*Text for analysis*
"""
From IBD:
Posted 3/9/2006
The Law: Not long ago it appeared that silica would become the next asbestos — a cudgel that trial lawyers could use to shake down deep-pocket companies. But folks who can do something about it have wised up.
Silica is a purified sand that's used as a cleaning abrasive in sandblasting. It's found in foundries, mines, quarries and shipyards and is used extensively in glass making. When this crystalline dust is inhaled, it can cause silicosis — a serious lung disease that has killed many, including — as National Public Radio reports — nearly 800 who worked on the Hawk's Nest Tunnel in West Virginia in the early 1930s.
While silicosis is a legitimate health threat, incidences of the disease have fallen since protections were put in place in the 1970s.Well, at least they'd fallen until trial lawyers saw silicosis as a PIN to big companies' ATM accounts.
A few years ago, the lawyers signed up tens of thousands of "victims" for class-action lawsuits — picking up along the way some plaintiffs who had also filed claims as victims of asbestos. U.S. Silica, the country's largest sand maker, was flooded by more than 20,000 lawsuits in a short period that began in November 2002.
"""
*Prompt 1*
Retype the silica editorial from "Silica is a" through "the early 1930s.".
*Prompt 2*
Extend the silica editorial by writing what comes after its final sentence.
The entries have no connection to the silica editorial.

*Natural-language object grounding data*
"""
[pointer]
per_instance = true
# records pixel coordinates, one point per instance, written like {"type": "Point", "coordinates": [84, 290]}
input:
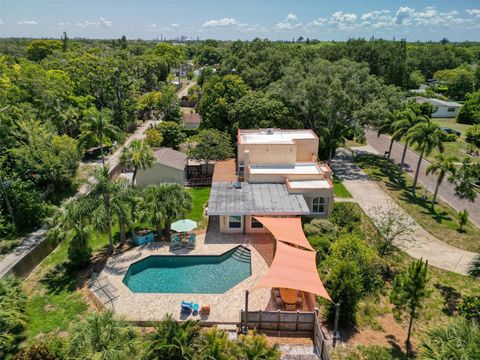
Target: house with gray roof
{"type": "Point", "coordinates": [169, 167]}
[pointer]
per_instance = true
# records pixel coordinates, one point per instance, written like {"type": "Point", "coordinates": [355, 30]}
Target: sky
{"type": "Point", "coordinates": [456, 20]}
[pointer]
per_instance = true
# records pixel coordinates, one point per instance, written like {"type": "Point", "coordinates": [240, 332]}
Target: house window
{"type": "Point", "coordinates": [235, 222]}
{"type": "Point", "coordinates": [255, 224]}
{"type": "Point", "coordinates": [318, 205]}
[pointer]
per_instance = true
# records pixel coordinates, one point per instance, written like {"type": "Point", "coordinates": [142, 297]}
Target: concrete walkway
{"type": "Point", "coordinates": [370, 196]}
{"type": "Point", "coordinates": [446, 191]}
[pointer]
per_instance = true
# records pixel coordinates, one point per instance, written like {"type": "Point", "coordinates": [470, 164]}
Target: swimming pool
{"type": "Point", "coordinates": [189, 274]}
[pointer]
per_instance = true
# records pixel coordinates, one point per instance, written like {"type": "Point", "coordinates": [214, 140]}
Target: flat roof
{"type": "Point", "coordinates": [310, 184]}
{"type": "Point", "coordinates": [254, 199]}
{"type": "Point", "coordinates": [285, 169]}
{"type": "Point", "coordinates": [274, 136]}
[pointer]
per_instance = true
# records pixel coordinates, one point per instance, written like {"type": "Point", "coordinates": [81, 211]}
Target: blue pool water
{"type": "Point", "coordinates": [189, 274]}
"""
*Written response 1*
Silica is a purified sand that's used as a cleaning abrasive in sandblasting. It's found in foundries, mines, quarries and shipyards and is used extensively in glass making. When this crystalline dust is inhaled, it can cause silicosis — a serious lung disease that has killed many, including — as National Public Radio reports — nearly 800 who worked on the Hawk's Nest Tunnel in West Virginia in the early 1930s.

*Written response 2*
Others also got hit.
But some judges, notaly Clinton appointee Janis Jack of the Federal District Court in Corpus Christi, Texas, aren't letting the trial lawyers run freely with silicosis as they did with asbestosis. Lawsuits on behalf of people diagnosed with asbestosis (which isn't always the same thing as actually having it) have made some lawyers rich, left plaintiffs with just a few dollars and bankrupted an estimated 70 companies. Overall cost to the economy: $70 billion.
It was last year, while presiding over a silicosis case, that Jack stood athwart trial lawyer history and shouted, "Whoa." When she learned that nearly two-thirds of the plaintiffs had also filed asbestos claims, the former nurse became skeptical. She knew it would be rare, though not impossible, for a person to have both.
In a 250-page ruling, Jack bluntly said the 10,000 claims of silicosis before her were part of a "scheme" that was "manufactured for money." Since then, more than half of those 10,000 claims have been pitched out of court or voluntarily pulled by trial lawyers — a tacit admission, we'd say, that the claims were bogus to begin with.
Some doctors' shameful willingness to make questionable diagnoses of silicosis to fill up class-action lawsuits has caught the attention of the House Energy and Commerce Committee. On Wednesday, the panel invited a few physicians in for a chat. Two were forced to testify by subpoena, and all three took the Fifth. The committee is also taking a look at some of the lawyers involved.
Meanwhile, corporate victims in two phony silicosis suits are justifiably seeking $330,000 in sanctions from a Texas law firm, alleging that it filed "baseless" and "frivolous" claims.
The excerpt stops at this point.